Object location annotation records –
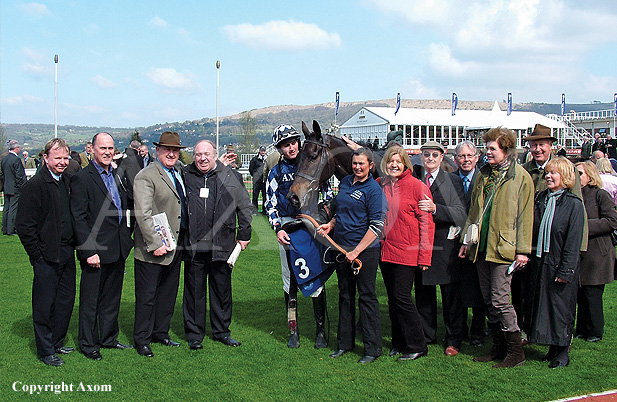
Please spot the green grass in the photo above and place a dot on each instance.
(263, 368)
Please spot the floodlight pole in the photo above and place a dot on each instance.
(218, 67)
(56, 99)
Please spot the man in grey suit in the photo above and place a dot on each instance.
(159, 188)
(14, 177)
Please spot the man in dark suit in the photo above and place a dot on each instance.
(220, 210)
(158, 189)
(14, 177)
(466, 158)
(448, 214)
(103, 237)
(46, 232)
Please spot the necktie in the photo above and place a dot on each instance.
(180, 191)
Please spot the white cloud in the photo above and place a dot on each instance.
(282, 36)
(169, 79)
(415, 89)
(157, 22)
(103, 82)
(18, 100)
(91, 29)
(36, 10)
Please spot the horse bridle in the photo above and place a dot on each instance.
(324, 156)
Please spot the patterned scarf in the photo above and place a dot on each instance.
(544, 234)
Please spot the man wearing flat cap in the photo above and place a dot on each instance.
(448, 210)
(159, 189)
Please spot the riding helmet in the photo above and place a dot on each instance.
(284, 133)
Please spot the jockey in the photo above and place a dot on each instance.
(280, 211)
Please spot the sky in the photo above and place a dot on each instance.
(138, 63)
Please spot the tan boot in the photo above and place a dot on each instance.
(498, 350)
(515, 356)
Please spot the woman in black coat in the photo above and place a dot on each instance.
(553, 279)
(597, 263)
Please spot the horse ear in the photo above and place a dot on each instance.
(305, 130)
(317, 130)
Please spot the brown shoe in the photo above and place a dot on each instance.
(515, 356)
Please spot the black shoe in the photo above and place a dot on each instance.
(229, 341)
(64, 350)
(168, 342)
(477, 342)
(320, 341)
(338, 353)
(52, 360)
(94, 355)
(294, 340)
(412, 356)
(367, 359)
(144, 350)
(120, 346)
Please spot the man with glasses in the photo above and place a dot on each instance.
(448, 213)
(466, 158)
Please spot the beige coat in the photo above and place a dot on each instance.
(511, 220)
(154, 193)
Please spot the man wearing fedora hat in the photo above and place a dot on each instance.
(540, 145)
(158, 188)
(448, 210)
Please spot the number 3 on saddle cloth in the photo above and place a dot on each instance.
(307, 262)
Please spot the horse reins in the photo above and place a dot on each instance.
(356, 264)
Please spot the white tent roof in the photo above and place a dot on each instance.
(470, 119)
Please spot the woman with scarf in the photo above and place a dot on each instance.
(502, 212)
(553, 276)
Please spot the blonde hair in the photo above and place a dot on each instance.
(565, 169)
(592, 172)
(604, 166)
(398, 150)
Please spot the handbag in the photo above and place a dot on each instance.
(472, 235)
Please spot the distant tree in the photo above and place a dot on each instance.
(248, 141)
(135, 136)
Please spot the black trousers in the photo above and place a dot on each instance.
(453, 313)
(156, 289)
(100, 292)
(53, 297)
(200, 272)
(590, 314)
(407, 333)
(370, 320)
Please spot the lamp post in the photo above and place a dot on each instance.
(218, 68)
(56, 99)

What is being asked – Copy out the records word for word, starting at the line containing "Please spot the horse reins" and continuing through the end of the records, including that first line.

Exercise solution –
Please spot the horse reins in the photo above and place a dot on each instance.
(356, 264)
Please spot the white tent roof in the photo above and place a dot on each instance.
(470, 119)
Please spot the woman with scarf in the photo above and place a dot on each instance.
(502, 212)
(553, 276)
Please spot the blonde hair in the photo above and place a dot on each instance.
(565, 169)
(592, 172)
(604, 166)
(398, 150)
Please spot the handbag in the photo above and place a dot on each instance.
(472, 235)
Please spot the distant tree in the photo above and place a dot on each instance.
(248, 141)
(135, 136)
Please spot the black trousers in the photo above and place a dot on each instance.
(453, 313)
(156, 289)
(100, 292)
(53, 297)
(200, 272)
(590, 314)
(407, 333)
(370, 320)
Please spot the lamp post in the photo above and place a dot on each instance.
(218, 68)
(56, 99)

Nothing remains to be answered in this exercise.